TASK BRIEF >> Working from the start of the listing, please write out exactly the lines through the one that holds "of the lance-shaped", both included, and omit all pictures.

### EXERCISE INPUTS ###

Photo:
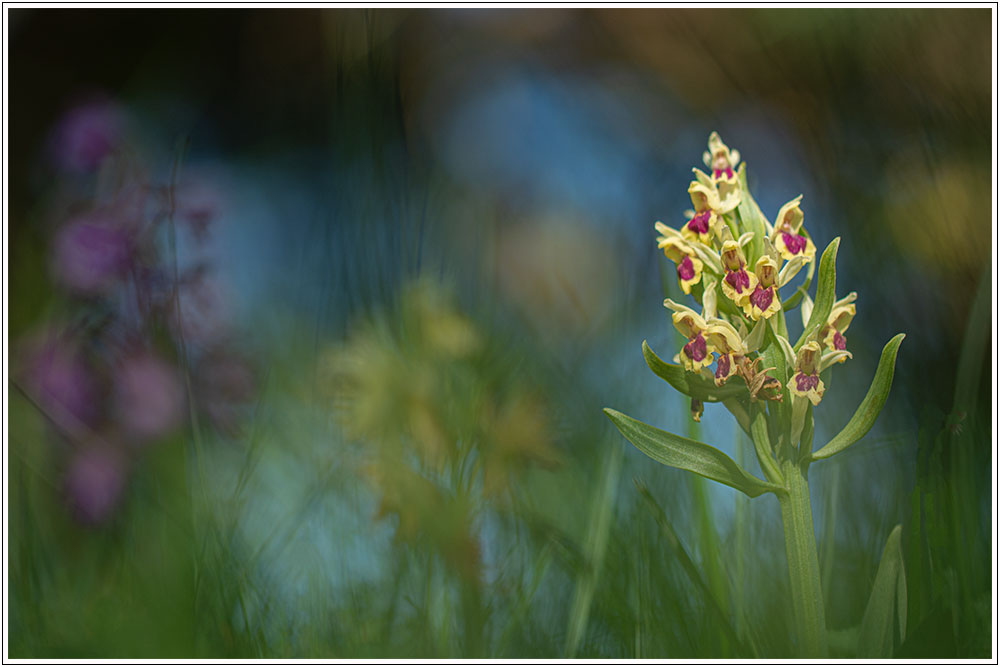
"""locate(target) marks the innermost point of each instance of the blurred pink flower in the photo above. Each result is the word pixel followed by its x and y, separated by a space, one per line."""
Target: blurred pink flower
pixel 86 135
pixel 90 253
pixel 58 378
pixel 94 483
pixel 148 397
pixel 199 203
pixel 204 312
pixel 226 384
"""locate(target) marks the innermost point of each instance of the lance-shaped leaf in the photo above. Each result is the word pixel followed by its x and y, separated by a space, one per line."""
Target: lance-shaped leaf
pixel 752 218
pixel 888 594
pixel 691 384
pixel 866 414
pixel 825 293
pixel 686 454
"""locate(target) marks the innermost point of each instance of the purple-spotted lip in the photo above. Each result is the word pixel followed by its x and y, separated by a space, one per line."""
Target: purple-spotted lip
pixel 762 297
pixel 794 242
pixel 722 367
pixel 738 280
pixel 699 223
pixel 696 348
pixel 805 382
pixel 686 269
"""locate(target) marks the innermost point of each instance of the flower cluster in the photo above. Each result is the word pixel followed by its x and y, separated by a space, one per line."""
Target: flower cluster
pixel 445 433
pixel 128 322
pixel 735 262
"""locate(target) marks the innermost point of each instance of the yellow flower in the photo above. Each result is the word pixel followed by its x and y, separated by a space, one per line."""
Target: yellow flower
pixel 738 284
pixel 702 224
pixel 689 267
pixel 725 340
pixel 763 301
pixel 696 353
pixel 805 381
pixel 840 318
pixel 721 159
pixel 787 237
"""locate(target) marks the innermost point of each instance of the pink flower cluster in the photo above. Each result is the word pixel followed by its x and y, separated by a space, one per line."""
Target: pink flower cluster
pixel 137 336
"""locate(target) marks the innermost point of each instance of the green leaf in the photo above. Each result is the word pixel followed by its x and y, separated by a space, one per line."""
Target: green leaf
pixel 866 414
pixel 752 218
pixel 713 603
pixel 888 593
pixel 825 293
pixel 686 454
pixel 692 384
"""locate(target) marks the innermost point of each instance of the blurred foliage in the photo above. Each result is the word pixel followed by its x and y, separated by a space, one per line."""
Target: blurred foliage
pixel 441 262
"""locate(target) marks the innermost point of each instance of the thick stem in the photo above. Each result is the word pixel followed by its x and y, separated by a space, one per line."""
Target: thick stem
pixel 803 562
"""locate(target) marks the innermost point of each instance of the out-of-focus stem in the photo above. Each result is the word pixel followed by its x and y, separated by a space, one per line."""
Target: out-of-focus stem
pixel 803 561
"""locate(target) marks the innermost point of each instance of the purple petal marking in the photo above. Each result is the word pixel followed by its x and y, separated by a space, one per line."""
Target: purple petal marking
pixel 696 349
pixel 805 382
pixel 686 269
pixel 699 223
pixel 794 242
pixel 722 367
pixel 738 280
pixel 762 297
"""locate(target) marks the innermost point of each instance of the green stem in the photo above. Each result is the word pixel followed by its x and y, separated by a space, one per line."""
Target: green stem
pixel 803 562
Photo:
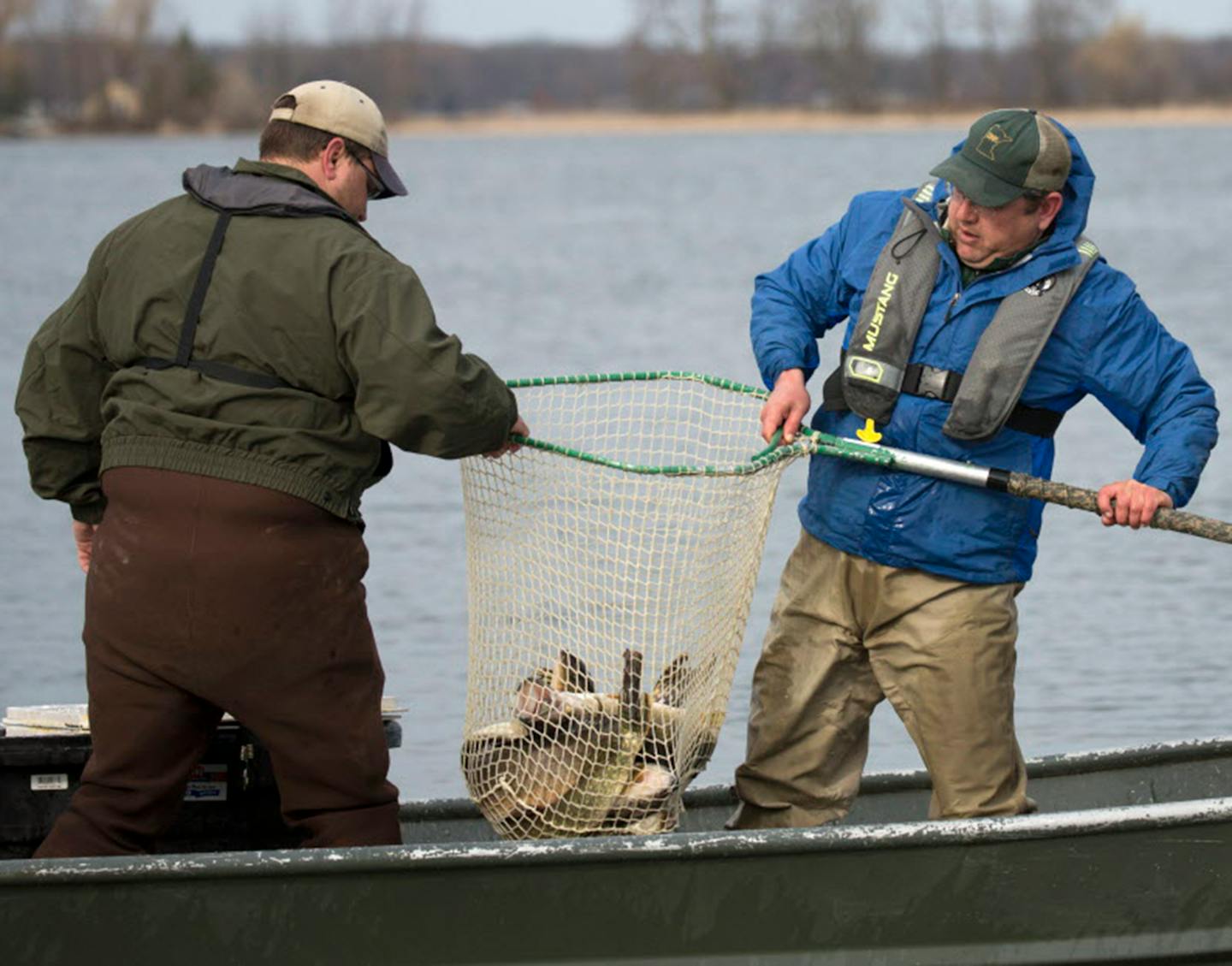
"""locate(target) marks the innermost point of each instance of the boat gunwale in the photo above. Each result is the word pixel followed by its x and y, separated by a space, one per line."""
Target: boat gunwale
pixel 882 783
pixel 703 845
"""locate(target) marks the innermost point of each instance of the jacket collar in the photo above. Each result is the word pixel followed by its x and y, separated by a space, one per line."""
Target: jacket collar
pixel 262 187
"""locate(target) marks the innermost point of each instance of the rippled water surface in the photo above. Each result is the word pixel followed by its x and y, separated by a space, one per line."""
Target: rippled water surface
pixel 594 254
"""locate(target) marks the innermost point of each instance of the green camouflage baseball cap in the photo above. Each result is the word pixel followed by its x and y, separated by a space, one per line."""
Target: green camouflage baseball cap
pixel 1005 154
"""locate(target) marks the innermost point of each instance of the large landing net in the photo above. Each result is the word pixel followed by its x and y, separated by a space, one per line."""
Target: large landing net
pixel 610 579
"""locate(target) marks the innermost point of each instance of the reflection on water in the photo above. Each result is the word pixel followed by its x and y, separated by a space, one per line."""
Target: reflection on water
pixel 595 254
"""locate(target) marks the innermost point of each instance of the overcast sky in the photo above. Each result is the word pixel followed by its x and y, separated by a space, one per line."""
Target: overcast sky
pixel 588 21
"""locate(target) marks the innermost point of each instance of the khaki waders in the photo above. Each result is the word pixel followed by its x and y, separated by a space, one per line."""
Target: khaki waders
pixel 844 633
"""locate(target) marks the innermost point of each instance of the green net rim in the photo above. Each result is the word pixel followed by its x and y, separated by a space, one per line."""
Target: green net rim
pixel 809 442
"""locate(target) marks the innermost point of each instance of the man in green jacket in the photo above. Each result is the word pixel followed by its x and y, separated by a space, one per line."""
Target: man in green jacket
pixel 212 402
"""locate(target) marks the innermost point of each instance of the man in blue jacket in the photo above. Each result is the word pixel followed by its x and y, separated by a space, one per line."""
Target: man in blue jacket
pixel 977 316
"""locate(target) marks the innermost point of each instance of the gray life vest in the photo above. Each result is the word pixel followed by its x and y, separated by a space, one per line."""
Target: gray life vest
pixel 875 367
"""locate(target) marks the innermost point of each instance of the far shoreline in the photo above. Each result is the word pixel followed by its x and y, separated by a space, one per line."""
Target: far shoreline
pixel 532 123
pixel 616 123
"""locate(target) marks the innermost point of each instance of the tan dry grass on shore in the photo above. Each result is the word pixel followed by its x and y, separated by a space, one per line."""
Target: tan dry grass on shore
pixel 615 122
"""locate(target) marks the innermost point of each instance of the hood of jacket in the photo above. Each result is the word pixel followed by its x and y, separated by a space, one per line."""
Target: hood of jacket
pixel 262 187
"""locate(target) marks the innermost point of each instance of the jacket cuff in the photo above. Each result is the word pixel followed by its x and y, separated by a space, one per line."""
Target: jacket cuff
pixel 89 513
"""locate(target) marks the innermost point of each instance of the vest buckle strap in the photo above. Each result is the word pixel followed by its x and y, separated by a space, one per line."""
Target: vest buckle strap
pixel 932 383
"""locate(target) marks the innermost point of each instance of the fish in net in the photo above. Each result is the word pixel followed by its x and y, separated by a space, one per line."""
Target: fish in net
pixel 611 563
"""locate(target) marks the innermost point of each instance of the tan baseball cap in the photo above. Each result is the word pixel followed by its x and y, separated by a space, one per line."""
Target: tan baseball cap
pixel 346 111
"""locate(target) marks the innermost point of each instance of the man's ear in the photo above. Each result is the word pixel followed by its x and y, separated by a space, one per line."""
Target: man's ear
pixel 1049 210
pixel 332 158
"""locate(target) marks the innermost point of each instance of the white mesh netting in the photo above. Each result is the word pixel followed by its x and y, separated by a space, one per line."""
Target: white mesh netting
pixel 607 602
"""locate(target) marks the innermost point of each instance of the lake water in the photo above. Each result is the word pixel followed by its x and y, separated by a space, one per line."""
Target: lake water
pixel 596 254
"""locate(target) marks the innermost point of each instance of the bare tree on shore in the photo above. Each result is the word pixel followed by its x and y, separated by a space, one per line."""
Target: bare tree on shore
pixel 839 33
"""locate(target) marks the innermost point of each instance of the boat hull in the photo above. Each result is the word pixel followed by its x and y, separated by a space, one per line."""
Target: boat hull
pixel 1148 881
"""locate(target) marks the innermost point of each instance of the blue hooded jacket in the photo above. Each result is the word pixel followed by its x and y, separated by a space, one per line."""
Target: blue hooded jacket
pixel 1106 343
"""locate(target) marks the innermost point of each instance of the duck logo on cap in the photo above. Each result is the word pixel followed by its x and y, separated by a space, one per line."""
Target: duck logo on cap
pixel 993 139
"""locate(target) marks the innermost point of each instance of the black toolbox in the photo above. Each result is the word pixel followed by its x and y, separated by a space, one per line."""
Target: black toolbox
pixel 231 803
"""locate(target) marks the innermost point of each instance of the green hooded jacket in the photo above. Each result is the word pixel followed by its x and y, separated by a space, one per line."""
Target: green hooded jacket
pixel 302 297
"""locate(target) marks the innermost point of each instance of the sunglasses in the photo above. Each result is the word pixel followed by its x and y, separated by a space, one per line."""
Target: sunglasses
pixel 376 187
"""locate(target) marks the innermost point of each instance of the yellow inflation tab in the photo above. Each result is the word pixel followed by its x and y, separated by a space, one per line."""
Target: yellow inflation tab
pixel 868 434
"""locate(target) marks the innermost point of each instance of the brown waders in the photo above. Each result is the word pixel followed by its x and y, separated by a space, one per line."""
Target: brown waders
pixel 204 596
pixel 844 633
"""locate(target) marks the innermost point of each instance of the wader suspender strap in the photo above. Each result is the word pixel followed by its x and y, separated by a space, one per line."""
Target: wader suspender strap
pixel 192 316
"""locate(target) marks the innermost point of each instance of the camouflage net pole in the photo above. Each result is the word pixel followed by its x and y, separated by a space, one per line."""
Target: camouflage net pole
pixel 1016 484
pixel 611 563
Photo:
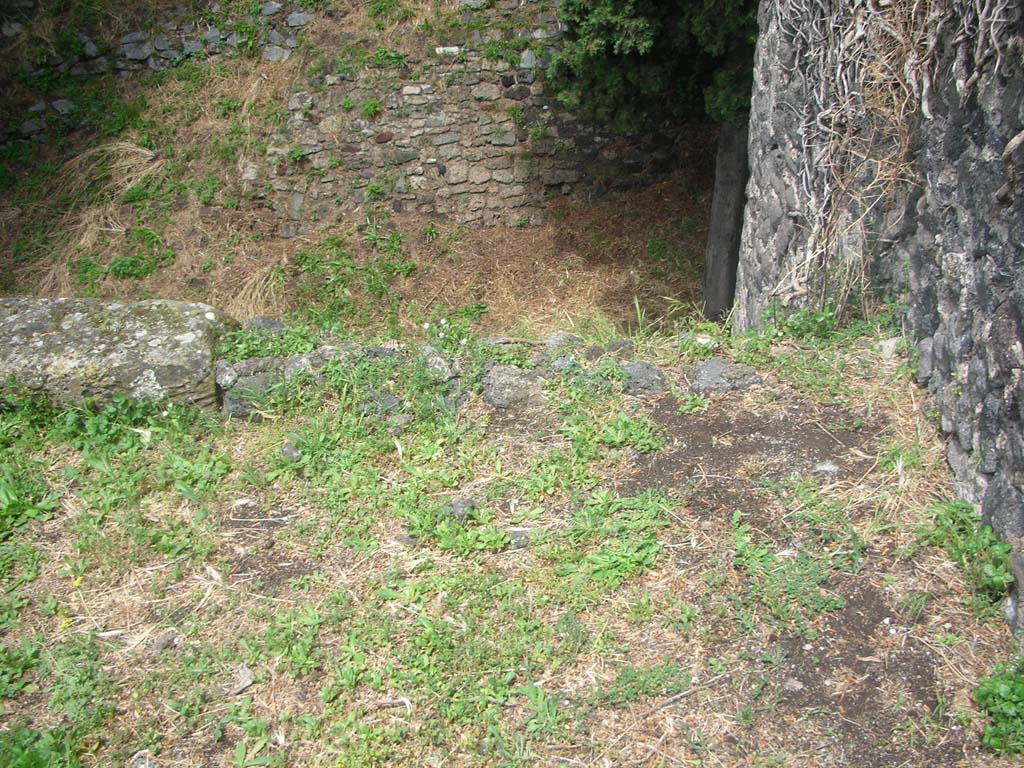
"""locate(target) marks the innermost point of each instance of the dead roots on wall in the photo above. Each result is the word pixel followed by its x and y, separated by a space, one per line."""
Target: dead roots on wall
pixel 869 68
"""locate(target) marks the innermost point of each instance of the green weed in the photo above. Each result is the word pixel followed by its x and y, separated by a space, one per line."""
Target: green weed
pixel 983 559
pixel 1000 696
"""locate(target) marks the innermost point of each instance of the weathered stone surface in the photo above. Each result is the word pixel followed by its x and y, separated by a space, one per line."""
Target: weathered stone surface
pixel 948 246
pixel 74 349
pixel 643 378
pixel 720 375
pixel 505 386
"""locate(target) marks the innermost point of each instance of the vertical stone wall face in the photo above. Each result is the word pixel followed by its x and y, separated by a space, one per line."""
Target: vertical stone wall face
pixel 464 130
pixel 457 133
pixel 951 246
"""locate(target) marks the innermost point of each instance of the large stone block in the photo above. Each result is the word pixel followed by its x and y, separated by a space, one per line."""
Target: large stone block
pixel 74 349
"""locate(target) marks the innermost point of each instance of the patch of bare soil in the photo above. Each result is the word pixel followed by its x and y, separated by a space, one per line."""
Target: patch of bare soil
pixel 726 455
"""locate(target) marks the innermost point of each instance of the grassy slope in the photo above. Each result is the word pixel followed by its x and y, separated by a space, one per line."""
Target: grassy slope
pixel 156 560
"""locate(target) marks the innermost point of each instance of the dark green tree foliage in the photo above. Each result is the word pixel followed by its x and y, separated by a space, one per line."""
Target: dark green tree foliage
pixel 660 58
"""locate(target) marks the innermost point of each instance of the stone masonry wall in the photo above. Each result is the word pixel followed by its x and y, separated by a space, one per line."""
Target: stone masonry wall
pixel 456 132
pixel 466 130
pixel 952 246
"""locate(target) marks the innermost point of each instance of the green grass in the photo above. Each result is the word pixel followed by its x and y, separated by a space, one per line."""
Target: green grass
pixel 984 560
pixel 1000 696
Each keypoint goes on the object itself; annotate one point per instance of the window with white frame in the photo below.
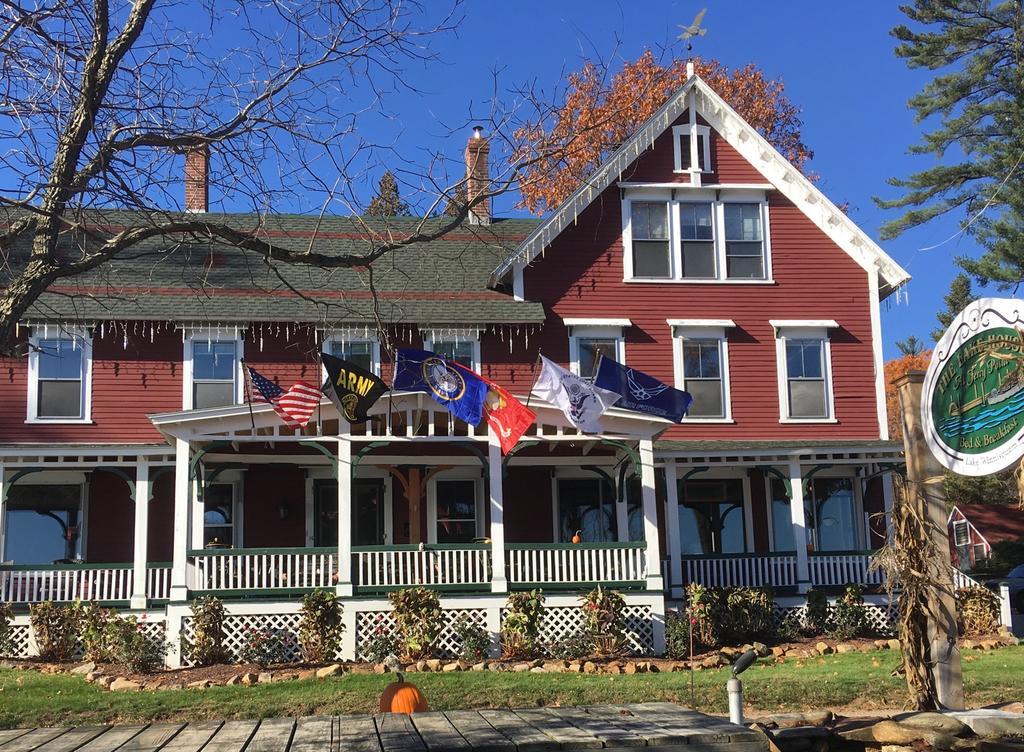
(804, 357)
(696, 235)
(59, 376)
(462, 346)
(361, 351)
(651, 248)
(590, 339)
(700, 350)
(682, 135)
(213, 372)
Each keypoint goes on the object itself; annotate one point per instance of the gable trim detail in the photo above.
(754, 148)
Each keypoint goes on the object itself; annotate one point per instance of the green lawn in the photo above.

###

RESPONSE >>
Photo:
"""locate(target) marks the innermost point of each instance of the blurred pink flower in the photo above. Each result is the word pixel followed by its x and y, separated by a space, one per line."""
Target: blurred pink flower
pixel 86 135
pixel 90 253
pixel 58 378
pixel 94 483
pixel 148 397
pixel 199 203
pixel 204 312
pixel 226 384
"""locate(target) marks the innermost point of each instance of the lance-shaped leaf in the photo above. Each result is the word pixel followed by its x and y, separated by a space, one per line."""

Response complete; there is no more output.